-- The input --
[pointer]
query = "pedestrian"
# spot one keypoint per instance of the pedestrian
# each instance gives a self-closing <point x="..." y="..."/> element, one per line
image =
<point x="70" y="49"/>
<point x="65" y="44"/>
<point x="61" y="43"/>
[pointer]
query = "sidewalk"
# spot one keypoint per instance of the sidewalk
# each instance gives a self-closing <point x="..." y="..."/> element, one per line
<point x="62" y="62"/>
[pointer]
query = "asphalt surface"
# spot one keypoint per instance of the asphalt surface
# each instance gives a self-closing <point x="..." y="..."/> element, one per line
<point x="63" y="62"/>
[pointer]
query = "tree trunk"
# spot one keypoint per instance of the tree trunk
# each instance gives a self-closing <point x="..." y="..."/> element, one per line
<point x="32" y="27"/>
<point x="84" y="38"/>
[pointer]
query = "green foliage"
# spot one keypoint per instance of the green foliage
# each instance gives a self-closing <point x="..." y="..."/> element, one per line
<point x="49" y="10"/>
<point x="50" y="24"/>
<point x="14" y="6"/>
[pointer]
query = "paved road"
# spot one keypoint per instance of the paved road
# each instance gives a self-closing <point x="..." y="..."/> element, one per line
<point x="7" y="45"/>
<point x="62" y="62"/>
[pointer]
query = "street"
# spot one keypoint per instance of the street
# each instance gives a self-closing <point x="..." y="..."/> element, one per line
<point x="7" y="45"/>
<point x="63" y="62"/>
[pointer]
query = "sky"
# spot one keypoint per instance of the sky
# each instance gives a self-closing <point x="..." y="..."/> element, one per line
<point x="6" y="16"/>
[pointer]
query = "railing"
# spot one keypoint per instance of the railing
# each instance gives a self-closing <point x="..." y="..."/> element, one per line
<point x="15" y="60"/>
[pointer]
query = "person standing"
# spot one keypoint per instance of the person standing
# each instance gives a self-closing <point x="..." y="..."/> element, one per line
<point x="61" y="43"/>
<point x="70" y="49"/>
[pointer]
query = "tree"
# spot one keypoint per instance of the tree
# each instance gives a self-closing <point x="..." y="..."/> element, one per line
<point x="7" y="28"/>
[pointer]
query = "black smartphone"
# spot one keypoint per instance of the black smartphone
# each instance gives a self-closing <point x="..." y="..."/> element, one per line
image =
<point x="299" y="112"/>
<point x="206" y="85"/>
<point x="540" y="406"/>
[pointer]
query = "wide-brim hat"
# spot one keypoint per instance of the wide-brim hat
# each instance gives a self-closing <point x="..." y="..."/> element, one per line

-- Directions for this task --
Write out all records exactly, keeping every detail.

-- Result --
[pointer]
query = "pedestrian"
# spot one keypoint per instance of the pedestrian
# each instance gives a self-closing <point x="..." y="..."/> element, one per line
image =
<point x="70" y="49"/>
<point x="65" y="44"/>
<point x="61" y="43"/>
[pointer]
query = "sidewalk"
# spot one keypoint per instance of the sidewalk
# each instance gives a self-closing <point x="..." y="..."/> element, one per line
<point x="62" y="62"/>
[pointer]
query = "asphalt surface"
# spot one keypoint per instance of the asphalt surface
# each instance gives a self-closing <point x="..." y="..."/> element, one per line
<point x="63" y="62"/>
[pointer]
query = "tree trunk"
# spot one keypoint per instance of the tree trunk
# each instance gives a self-closing <point x="..." y="..."/> element, one per line
<point x="32" y="27"/>
<point x="84" y="38"/>
[pointer]
query = "green foliage"
# spot one keypoint per instance of the green foliage
# each instance gives a self-closing <point x="..." y="..."/> element, one per line
<point x="49" y="10"/>
<point x="50" y="24"/>
<point x="14" y="6"/>
[pointer]
query = "paved road"
# spot one keypoint per instance of the paved road
# each instance gives a self-closing <point x="..." y="..."/> element, one per line
<point x="7" y="45"/>
<point x="62" y="62"/>
[pointer]
query = "street"
# spot one keypoint per instance of the street
# each instance gives a self-closing <point x="..." y="..."/> element, one per line
<point x="7" y="45"/>
<point x="63" y="62"/>
[pointer]
query = "sky"
# spot one keypoint per instance of the sky
# each instance gives a self-closing <point x="..." y="..."/> element, one per line
<point x="6" y="16"/>
[pointer]
query = "railing"
# spot one keypoint per instance of the railing
# each instance gives a self-closing <point x="..." y="..."/> element, one per line
<point x="15" y="60"/>
[pointer]
query = "person standing"
# spot one keypoint per instance of the person standing
# each instance gives a self-closing <point x="..." y="..."/> element, one per line
<point x="61" y="43"/>
<point x="70" y="49"/>
[pointer]
query = "tree"
# spot one keypoint per instance of the tree
# each instance gives a self-closing <point x="..." y="..."/> element, one per line
<point x="7" y="28"/>
[pointer]
query = "black smartphone"
# spot one keypoint per instance of the black smartphone
# each instance gives a self-closing <point x="..." y="..."/> element, one per line
image =
<point x="299" y="112"/>
<point x="206" y="85"/>
<point x="540" y="406"/>
[pointer]
query = "wide-brim hat"
# spot one keypoint per instance of the wide-brim hat
# each instance gives a self-closing <point x="..." y="..."/> element, one per line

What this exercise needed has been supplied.